═══ Provided data
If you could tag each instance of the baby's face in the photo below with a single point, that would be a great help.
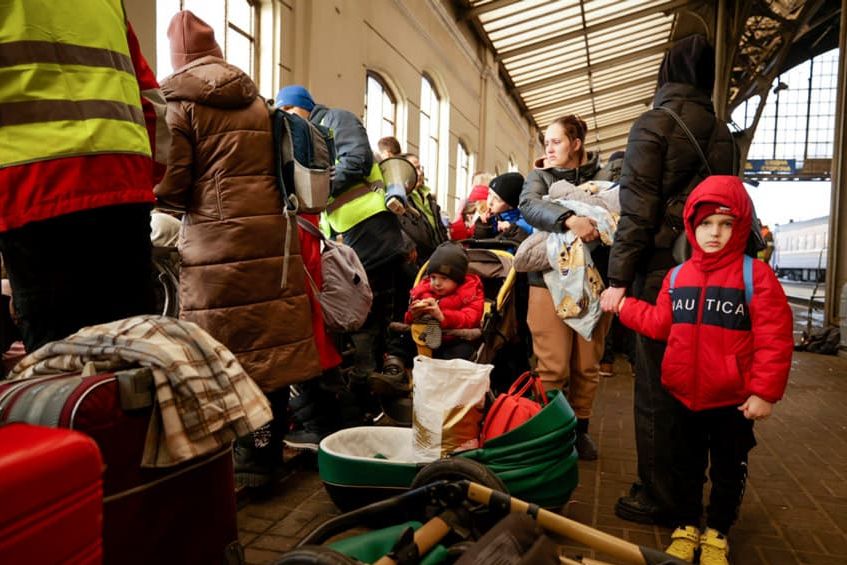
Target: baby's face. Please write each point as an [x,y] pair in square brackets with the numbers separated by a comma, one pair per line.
[714,232]
[441,285]
[496,205]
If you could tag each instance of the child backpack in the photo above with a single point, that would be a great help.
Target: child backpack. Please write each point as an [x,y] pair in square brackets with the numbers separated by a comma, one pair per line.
[345,294]
[304,156]
[747,273]
[511,409]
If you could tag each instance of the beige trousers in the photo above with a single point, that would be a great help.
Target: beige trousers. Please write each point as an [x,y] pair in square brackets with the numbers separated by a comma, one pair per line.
[566,360]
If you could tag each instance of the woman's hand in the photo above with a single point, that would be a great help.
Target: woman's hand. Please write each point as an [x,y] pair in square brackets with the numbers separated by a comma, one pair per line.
[582,227]
[611,300]
[756,408]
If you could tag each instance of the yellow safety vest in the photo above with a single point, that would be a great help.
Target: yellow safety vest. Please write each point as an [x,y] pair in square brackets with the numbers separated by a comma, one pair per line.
[360,209]
[67,83]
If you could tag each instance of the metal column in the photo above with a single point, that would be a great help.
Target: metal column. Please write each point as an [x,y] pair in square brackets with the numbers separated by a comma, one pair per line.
[836,264]
[721,89]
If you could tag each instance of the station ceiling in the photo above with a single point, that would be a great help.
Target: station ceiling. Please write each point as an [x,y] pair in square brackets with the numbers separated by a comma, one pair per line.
[600,59]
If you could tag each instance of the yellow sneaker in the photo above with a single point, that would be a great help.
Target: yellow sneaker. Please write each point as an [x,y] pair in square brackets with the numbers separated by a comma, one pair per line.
[714,548]
[684,543]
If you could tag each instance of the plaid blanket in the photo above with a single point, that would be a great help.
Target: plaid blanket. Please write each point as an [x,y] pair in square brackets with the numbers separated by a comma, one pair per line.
[204,399]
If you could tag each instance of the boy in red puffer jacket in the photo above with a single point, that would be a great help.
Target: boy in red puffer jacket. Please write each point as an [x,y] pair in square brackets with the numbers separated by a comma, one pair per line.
[728,327]
[451,299]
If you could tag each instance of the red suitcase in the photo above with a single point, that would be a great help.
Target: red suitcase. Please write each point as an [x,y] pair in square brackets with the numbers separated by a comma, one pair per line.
[52,496]
[181,514]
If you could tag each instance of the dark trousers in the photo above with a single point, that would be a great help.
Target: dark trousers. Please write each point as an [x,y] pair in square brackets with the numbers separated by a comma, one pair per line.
[79,269]
[655,409]
[722,439]
[372,340]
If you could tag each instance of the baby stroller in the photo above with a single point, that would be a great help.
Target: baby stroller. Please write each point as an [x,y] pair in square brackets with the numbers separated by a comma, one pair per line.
[439,522]
[495,267]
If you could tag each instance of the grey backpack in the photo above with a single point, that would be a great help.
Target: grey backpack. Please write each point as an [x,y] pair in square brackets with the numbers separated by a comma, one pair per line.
[345,294]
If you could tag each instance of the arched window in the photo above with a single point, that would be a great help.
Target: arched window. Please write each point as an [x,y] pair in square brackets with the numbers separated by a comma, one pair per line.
[240,47]
[234,23]
[430,125]
[380,109]
[463,172]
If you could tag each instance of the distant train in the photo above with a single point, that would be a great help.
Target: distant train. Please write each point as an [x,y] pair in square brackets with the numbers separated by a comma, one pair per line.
[800,249]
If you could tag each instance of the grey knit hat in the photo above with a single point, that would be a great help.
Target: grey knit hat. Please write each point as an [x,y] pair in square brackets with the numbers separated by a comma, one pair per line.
[451,260]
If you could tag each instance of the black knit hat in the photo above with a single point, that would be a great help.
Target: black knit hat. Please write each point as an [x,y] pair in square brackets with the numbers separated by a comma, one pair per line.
[508,187]
[449,259]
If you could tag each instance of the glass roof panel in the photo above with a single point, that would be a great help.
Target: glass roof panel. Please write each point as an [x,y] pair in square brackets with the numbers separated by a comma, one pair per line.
[561,64]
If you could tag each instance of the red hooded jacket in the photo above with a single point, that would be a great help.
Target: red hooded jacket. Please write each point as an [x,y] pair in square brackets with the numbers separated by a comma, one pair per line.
[720,349]
[462,308]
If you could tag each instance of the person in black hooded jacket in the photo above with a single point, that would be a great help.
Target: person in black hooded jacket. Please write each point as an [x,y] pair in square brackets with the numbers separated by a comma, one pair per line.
[660,163]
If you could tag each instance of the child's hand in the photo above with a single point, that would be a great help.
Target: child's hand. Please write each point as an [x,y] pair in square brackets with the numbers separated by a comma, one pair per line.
[435,311]
[611,300]
[756,408]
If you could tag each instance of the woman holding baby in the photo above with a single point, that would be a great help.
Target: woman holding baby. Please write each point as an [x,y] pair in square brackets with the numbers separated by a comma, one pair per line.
[566,360]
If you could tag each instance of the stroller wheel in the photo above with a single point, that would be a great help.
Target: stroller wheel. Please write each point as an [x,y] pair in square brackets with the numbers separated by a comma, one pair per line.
[476,518]
[315,555]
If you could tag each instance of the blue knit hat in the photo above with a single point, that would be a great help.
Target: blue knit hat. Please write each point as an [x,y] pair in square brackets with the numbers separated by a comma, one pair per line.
[295,95]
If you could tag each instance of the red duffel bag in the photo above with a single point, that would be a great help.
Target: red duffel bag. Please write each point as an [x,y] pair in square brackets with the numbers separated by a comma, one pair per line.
[512,408]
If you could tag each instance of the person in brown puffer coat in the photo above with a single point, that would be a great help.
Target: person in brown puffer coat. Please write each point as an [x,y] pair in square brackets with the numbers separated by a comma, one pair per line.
[221,173]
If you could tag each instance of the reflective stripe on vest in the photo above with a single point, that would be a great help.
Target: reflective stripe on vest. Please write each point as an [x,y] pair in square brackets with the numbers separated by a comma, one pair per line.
[67,84]
[361,208]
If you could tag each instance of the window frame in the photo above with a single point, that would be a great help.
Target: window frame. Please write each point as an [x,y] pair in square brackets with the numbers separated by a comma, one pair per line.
[387,92]
[429,146]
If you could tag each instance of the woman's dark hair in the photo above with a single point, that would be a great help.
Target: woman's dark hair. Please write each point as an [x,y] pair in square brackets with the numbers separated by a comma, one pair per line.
[575,128]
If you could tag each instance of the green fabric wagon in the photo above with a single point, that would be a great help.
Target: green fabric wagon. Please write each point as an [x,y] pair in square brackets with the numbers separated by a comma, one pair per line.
[536,461]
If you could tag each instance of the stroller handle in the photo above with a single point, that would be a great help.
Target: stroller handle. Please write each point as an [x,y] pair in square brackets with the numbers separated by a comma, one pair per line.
[621,550]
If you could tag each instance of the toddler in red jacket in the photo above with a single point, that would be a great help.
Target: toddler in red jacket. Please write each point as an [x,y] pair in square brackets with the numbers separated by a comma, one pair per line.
[728,327]
[450,298]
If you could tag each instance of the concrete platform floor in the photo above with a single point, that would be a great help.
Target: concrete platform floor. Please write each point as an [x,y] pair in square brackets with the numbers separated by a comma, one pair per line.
[794,510]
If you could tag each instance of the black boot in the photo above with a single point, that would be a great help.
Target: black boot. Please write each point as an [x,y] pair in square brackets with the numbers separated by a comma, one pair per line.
[585,447]
[253,458]
[640,507]
[258,456]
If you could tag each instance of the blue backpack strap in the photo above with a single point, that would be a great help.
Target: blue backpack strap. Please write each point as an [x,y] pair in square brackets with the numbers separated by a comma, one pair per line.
[674,273]
[748,278]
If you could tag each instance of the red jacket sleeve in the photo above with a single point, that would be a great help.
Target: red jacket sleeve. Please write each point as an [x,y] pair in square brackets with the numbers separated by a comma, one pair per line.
[649,320]
[152,104]
[773,335]
[469,315]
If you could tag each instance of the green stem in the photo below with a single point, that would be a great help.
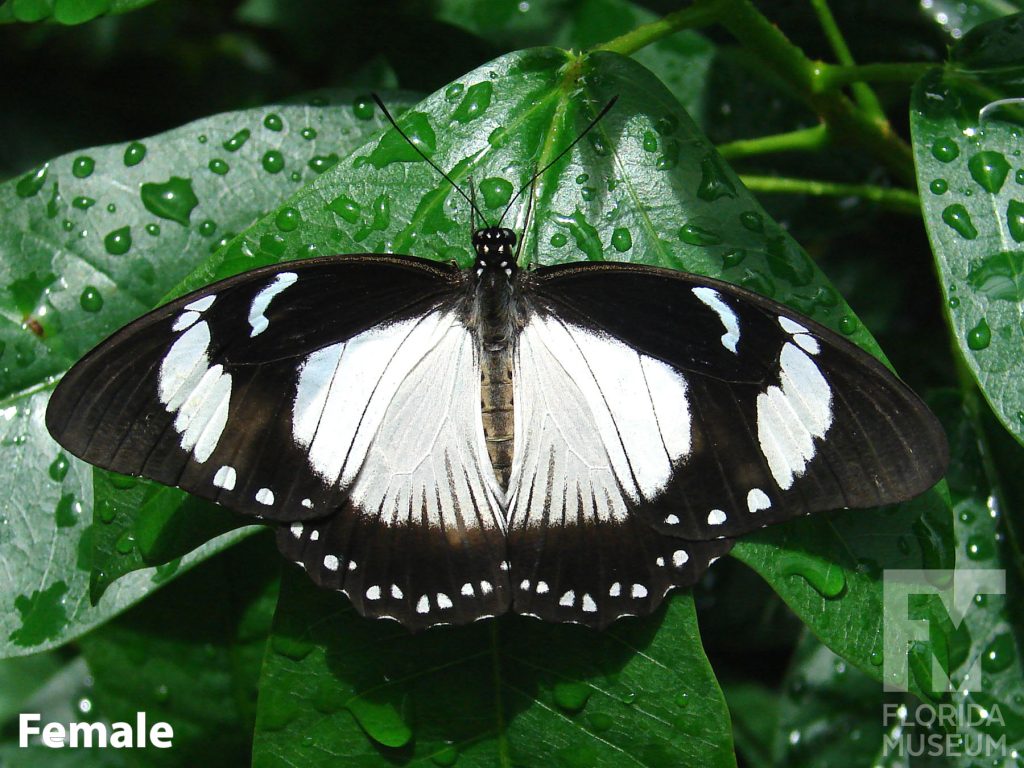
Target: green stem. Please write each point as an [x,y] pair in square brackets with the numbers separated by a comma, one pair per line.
[861,91]
[805,139]
[834,77]
[898,201]
[756,33]
[701,13]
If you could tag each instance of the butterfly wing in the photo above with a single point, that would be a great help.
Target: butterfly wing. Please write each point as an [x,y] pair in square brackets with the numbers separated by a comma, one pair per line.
[336,395]
[685,412]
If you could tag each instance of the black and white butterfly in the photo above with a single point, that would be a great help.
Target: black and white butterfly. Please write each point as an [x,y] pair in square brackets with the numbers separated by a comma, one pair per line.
[441,444]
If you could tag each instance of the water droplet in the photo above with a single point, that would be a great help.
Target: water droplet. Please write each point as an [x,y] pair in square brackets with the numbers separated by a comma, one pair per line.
[945,150]
[622,240]
[238,140]
[696,236]
[321,163]
[172,200]
[957,217]
[583,232]
[125,543]
[980,336]
[363,108]
[598,143]
[496,192]
[91,300]
[58,469]
[980,547]
[273,161]
[134,154]
[752,220]
[989,169]
[380,721]
[288,219]
[571,696]
[600,721]
[715,181]
[382,212]
[118,242]
[345,207]
[393,148]
[999,653]
[825,578]
[68,512]
[446,756]
[475,102]
[30,184]
[83,166]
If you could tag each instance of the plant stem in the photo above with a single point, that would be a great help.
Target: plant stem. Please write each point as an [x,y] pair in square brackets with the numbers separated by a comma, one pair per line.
[701,13]
[861,91]
[804,139]
[759,35]
[892,199]
[833,77]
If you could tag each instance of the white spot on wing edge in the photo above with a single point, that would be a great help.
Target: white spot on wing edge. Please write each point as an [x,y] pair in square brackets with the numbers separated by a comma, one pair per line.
[225,478]
[757,500]
[257,321]
[713,300]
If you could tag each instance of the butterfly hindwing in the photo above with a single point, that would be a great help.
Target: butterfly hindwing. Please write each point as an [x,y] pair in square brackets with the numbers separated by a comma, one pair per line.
[773,416]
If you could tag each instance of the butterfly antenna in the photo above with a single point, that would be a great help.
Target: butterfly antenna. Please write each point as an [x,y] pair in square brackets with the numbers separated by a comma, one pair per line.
[420,152]
[560,155]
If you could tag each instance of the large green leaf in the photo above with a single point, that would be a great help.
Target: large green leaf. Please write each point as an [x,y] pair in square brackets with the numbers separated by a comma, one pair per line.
[967,131]
[88,242]
[511,691]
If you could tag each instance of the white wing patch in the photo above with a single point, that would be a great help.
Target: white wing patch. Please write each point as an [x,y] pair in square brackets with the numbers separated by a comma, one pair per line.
[791,417]
[393,416]
[713,299]
[197,393]
[577,431]
[257,321]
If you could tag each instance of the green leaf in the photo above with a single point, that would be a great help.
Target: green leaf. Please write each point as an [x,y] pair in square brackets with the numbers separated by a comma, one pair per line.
[88,242]
[508,691]
[200,676]
[967,130]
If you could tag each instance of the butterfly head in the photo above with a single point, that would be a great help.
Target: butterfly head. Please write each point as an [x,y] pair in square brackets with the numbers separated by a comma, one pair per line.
[495,248]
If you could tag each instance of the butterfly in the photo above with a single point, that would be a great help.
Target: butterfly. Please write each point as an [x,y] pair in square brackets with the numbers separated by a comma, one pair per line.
[443,444]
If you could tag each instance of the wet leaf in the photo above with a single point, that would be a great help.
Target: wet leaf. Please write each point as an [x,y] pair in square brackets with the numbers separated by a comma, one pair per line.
[968,121]
[508,691]
[200,676]
[83,250]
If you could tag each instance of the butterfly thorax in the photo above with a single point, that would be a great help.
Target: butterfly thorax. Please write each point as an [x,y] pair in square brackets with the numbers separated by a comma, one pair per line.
[495,279]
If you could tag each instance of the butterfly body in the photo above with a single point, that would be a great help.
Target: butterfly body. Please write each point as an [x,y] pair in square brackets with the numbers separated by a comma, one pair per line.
[440,444]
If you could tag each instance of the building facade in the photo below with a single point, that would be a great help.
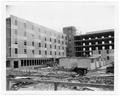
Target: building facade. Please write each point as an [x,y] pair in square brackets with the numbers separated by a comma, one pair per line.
[70,33]
[99,45]
[29,44]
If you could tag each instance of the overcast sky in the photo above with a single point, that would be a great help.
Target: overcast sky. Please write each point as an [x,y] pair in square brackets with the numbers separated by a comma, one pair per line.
[86,17]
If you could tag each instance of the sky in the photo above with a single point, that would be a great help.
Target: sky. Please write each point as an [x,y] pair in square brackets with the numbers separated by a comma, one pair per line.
[86,17]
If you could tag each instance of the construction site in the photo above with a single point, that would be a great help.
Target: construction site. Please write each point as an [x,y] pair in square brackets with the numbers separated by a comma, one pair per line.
[55,77]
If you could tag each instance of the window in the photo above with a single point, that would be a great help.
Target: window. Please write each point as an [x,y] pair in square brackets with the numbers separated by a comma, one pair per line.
[90,48]
[39,52]
[108,57]
[83,49]
[15,22]
[99,52]
[103,47]
[55,46]
[7,63]
[102,36]
[55,53]
[110,47]
[25,25]
[50,46]
[59,53]
[33,51]
[45,38]
[39,29]
[32,43]
[39,44]
[50,52]
[25,62]
[25,51]
[15,31]
[45,45]
[50,40]
[16,50]
[22,62]
[55,40]
[62,36]
[25,33]
[16,41]
[32,27]
[110,42]
[25,43]
[90,43]
[45,52]
[103,42]
[59,47]
[62,42]
[58,41]
[107,51]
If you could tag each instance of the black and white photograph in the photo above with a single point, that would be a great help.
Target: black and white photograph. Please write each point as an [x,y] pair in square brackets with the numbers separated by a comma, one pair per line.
[60,46]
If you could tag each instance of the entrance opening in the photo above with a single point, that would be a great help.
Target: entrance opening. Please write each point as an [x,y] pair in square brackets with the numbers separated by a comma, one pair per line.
[15,64]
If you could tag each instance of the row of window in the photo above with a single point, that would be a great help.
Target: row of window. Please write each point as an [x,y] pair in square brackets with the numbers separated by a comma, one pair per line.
[46,53]
[110,42]
[96,48]
[99,37]
[33,62]
[39,30]
[39,45]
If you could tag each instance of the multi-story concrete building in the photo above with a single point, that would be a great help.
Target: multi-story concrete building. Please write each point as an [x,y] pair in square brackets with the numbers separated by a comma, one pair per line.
[98,45]
[29,44]
[70,33]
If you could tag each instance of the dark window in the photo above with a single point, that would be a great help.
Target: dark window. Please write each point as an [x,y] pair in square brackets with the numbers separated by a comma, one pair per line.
[16,41]
[15,22]
[108,57]
[7,63]
[22,62]
[45,38]
[25,62]
[32,27]
[32,43]
[59,47]
[33,51]
[16,64]
[50,52]
[55,53]
[50,46]
[50,40]
[25,51]
[62,42]
[55,46]
[107,51]
[45,52]
[16,32]
[25,33]
[25,25]
[39,29]
[45,45]
[16,50]
[39,52]
[55,40]
[39,44]
[25,43]
[58,41]
[99,52]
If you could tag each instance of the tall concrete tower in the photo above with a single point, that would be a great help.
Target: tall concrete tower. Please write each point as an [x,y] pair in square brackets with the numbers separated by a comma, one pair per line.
[70,33]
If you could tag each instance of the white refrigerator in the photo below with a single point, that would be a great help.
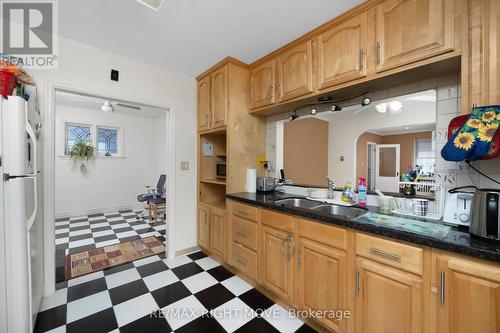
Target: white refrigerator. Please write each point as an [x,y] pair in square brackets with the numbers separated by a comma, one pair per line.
[21,223]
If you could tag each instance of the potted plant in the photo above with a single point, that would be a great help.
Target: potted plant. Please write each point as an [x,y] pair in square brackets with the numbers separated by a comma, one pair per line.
[80,155]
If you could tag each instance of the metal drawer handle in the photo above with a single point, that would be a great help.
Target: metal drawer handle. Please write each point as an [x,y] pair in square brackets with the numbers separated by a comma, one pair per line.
[383,253]
[242,234]
[442,286]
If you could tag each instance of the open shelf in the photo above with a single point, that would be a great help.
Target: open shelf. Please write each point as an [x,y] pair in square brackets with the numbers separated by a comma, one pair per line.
[216,181]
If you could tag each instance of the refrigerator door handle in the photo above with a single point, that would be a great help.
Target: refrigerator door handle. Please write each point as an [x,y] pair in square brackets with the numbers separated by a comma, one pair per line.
[32,136]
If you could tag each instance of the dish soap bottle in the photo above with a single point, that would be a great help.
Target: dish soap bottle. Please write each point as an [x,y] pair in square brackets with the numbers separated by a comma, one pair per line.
[362,192]
[347,192]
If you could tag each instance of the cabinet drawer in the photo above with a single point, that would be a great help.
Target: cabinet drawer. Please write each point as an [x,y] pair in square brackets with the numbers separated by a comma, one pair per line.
[329,235]
[394,254]
[277,220]
[245,260]
[245,232]
[248,212]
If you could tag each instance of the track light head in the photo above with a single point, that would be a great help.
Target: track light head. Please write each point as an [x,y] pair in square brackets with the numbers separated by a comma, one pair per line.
[366,101]
[335,107]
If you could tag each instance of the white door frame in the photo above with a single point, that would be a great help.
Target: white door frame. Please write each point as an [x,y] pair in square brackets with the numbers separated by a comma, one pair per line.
[49,126]
[377,166]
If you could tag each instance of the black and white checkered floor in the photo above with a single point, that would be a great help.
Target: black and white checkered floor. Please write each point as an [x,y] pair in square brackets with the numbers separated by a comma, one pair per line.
[191,293]
[77,234]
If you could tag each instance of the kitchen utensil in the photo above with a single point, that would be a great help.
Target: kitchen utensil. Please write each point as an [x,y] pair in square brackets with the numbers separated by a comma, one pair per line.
[266,184]
[458,205]
[486,214]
══════
(The problem) Print only the lines from the one with "If you could tag each instance of the track" to the end of the records, both included.

(Output of the task)
If you could tag each instance of the track light head in the photo above with a single point, that would be a great help.
Target: track light head. Please write each point as an [x,y] pair in square brackets with the numbers separated by a comma, one pair per line.
[366,101]
[335,107]
If you could tag each instance of the white door frame in the photo above with a single point, that would be a great help.
Target: white door frame. Please write each point as an [x,y] pair in square brackets with the numbers separated by a comma, one pair per line.
[49,126]
[377,166]
If you could tag each instance of the black and white checkered floor in the photo above with a single point, that would be a great help.
Target: black and white checkered floor. Please write each point as an [x,y] pair in square brackets with the numbers separated by a comma, one pair per line.
[191,293]
[77,234]
If you could tag each instance of the kitchen utensil in the photo above with a single point, that would be a great help.
Target: kitchen utensil. Please write each point as an [x,y] pair in square brackets with the numbers separated by a comma, one pair per line.
[266,184]
[458,205]
[486,214]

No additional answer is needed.